[Items listed in a dataset]
=======

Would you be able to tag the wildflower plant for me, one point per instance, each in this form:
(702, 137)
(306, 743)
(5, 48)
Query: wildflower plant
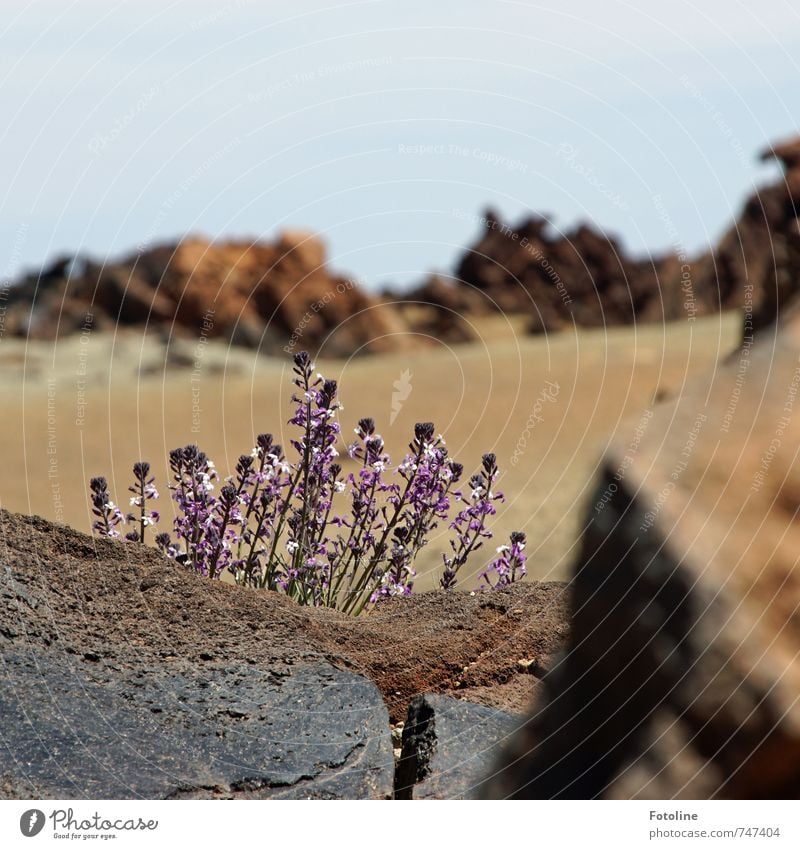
(308, 528)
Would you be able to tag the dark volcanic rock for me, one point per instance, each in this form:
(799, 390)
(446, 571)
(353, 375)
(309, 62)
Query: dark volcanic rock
(179, 731)
(450, 747)
(681, 674)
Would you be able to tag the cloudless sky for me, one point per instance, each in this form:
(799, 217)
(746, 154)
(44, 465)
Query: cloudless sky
(384, 125)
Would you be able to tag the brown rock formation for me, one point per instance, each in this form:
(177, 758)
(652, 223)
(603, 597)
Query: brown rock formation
(757, 262)
(582, 276)
(121, 603)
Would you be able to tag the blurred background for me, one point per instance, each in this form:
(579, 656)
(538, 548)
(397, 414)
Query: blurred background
(456, 205)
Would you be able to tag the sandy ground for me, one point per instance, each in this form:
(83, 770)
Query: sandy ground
(546, 406)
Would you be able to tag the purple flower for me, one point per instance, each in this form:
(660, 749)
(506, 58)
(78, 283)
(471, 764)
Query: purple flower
(107, 514)
(509, 565)
(305, 527)
(143, 490)
(470, 523)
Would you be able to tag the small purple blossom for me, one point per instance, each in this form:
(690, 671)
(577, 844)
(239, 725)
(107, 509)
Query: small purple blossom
(107, 514)
(310, 529)
(143, 490)
(470, 523)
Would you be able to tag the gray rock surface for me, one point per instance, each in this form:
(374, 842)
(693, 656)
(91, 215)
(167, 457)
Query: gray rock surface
(76, 728)
(450, 747)
(681, 675)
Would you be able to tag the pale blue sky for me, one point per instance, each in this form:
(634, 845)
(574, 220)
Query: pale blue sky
(126, 123)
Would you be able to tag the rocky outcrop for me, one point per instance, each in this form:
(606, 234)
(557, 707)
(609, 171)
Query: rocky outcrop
(124, 675)
(74, 729)
(681, 674)
(271, 296)
(757, 262)
(450, 747)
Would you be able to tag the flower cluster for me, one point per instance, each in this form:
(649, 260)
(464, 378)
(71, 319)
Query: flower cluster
(308, 529)
(470, 523)
(107, 514)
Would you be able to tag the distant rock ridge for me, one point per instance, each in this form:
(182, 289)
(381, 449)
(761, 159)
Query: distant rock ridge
(281, 296)
(275, 296)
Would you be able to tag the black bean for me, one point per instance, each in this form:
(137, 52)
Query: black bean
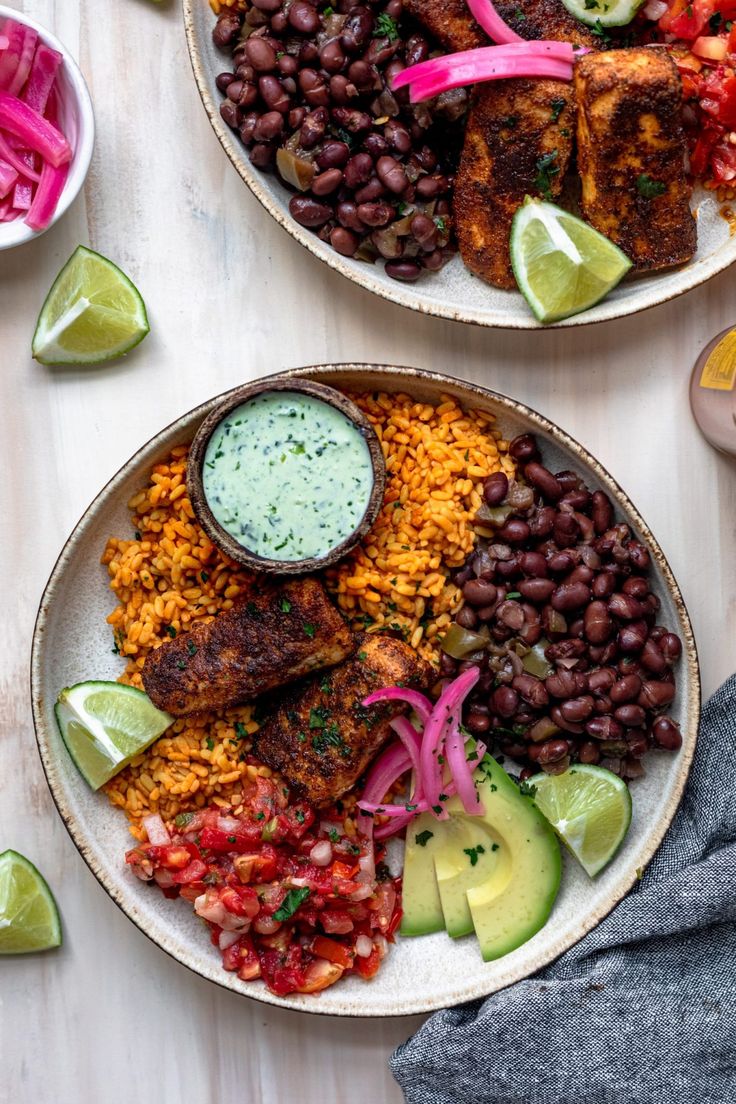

=======

[WHAT YOU SHOULD DO]: Exactly the lines from the one that contains "Would you be able to tag the black" through the final line of the records above are needed, given again word for word, with every picture left out.

[RESULT FOR THIS TASK]:
Would you be able to tag the black bean for me, one point per instance, each in this form:
(137, 52)
Query: black bean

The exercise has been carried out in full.